EXTRACT TO READ –
****

When it comes to exercise response, we know that if we work out in a group, some respond better than others at particular elements of the training program. There’s no field that illustrates these differences better than sport - specifically the Olympic games. At the games you’ll see elite athletes of all shapes and sizes. From the smallest gymnast to the tallest volleyball player, with a range of abilities that spans incredible control and composure, to raw power. A lot of these differences are results of the athletes environment, where they grew up, their training, lifestyle and preference. But some of these differences have a genetic basis, and exploring this field has fascinated sport science for a long time.

Before I joined DNAFit as Head of Product, I spent the largest part my life competing as an Olympic track and field athlete, in the 400 metres and 4x400 metre relay, for my native Great Britain. During my career, I experienced some (all too few!) moments of great success, and many, many more moments of crushing failure. It is this experience of both success and failure that led me to discover the world of sport genomics, and this shaped my belief in the role and value of genetic information in a sporting, fitness and nutrition context.

My story.

In my career, even my success was not much of a success - I finished 4th in the 4x400m at Beijing 2008, narrowly missing out on that elusive Olympic medal. But, in a strange turn of events, I was recently upgraded to an Olympic medal for that race, after the Russian team were retrospectively disqualified for a doping infringement. So I became an Olympic medallist, some 9 years after the Olympic games! Anyone who has watched the excellent Netflix documentary Icarus, will know about the recent developments in anti-doping and Russia.

The 400m is famed amongst athletic events as a particularly gruelling discipline, that’s because it’s a sprint, but a very long sprint. If any readers of this blog have had the misfortune of ever running a 400m sprint, you’ll know that its nickname - ‘the man killer’ is appropriate. 

The event requires a unique combination of both power, and endurance ability. During a race, the athlete exhausts every energy source, or fuel tank, that the human body has available - then still has a further 100m to run. That’s why, if you watch an Olympic final, no athlete looks more nervous than a 400m runner before the race - the agony if it goes wrong is truly something else!

As a result of its diverse physiological requirements, training for the 400m is a difficult balance to get right. On one hand the athlete needs to be a world class sprinter, but needs to have a world class endurance ability on the other. It is the art of making these two, and very different, abilities meet that makes a great 400m runner. 

So what’s the best way to train?

****

[Records from a data source]
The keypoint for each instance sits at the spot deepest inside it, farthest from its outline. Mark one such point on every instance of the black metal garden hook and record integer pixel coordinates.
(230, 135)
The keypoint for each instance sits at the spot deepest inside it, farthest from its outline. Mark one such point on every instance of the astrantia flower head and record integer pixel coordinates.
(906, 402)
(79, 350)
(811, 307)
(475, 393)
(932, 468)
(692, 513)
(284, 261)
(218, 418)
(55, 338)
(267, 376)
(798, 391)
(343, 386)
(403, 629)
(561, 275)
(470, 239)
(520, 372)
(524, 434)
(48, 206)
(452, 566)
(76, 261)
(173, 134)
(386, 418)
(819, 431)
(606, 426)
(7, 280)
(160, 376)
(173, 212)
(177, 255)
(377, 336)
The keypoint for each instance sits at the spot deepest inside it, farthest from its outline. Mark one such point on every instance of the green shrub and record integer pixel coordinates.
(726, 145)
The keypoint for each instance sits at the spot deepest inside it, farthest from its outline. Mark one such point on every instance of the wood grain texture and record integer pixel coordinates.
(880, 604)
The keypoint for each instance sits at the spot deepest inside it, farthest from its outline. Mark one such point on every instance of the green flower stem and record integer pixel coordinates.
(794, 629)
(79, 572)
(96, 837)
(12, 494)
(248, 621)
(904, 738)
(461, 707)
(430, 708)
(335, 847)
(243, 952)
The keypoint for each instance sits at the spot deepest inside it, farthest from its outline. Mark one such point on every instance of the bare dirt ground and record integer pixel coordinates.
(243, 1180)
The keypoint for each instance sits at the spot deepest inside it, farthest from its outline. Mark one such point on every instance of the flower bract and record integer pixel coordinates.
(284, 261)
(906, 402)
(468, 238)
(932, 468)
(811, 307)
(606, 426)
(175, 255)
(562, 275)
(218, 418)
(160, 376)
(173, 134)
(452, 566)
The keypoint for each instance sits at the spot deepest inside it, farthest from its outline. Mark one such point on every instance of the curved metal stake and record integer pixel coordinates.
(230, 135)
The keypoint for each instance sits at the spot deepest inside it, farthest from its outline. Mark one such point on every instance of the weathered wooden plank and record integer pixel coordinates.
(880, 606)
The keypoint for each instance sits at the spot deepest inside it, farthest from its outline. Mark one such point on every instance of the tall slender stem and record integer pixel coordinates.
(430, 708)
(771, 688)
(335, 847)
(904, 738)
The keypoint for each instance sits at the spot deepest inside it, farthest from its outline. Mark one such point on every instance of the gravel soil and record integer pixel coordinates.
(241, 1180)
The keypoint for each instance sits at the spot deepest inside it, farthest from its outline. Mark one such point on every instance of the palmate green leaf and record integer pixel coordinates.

****

ASSIGNED TASK –
Please write the next part of the blog post on 400m training and sport genetics, starting right after its last sentence. These items were taken from a different source than the blog post.

REPLY TO THE TASK –
Should a 400m runner be a sprinter first, and add some endurance ability on top? Or should they work on their endurance then top up with some short sprint? This is a question that has dogged track coaches for generations.

Let me tell you my experience, how I learnt what worked for me, and what did not work for me - the hard way. 

Thanks to my current work in genetics, I now know that when it comes to Olympic sprinters, I am somewhat of an outlier on certain genetic factors, and this information could have been valuable had I known earlier in my career. When we talk about success or failure defined as a fraction of second, every bit of knowledge counts.

I don’t look like an Olympian, I never did, I never will. At best, I looked like an average guy who kept in shape once or twice a week. I did track and field, and I was fast, but on appearances no more obviously so than an average hobbyist. 

But, what I did possess was a seemingly insatiable ability to deal with endurance training. I was a sprinter, but my strength lay in my ability to hold my pace in the last 100m of the race. That was partly, as I perceived, down to a natural ability but more importantly I judged was a result of my training. 

I’m from Manchester, a city in the north of England that prides itself on a hard working attitude. As a result, my training was no different - we used to hit mileage and endurance training that was not really that common for 400m runners. We trained like elite middle-distance athletes, then tried to add some sprint ability on top of that. 

And it worked, for me at least.

It wasn’t pretty, it wasn’t glamorous, but it got me to a national title, to a personal best time of 44.94 seconds, and ultimately, to an Olympic medal. But by all common metrics, my training was somewhat ‘old fashioned’, and certainly very rare at the Olympic level.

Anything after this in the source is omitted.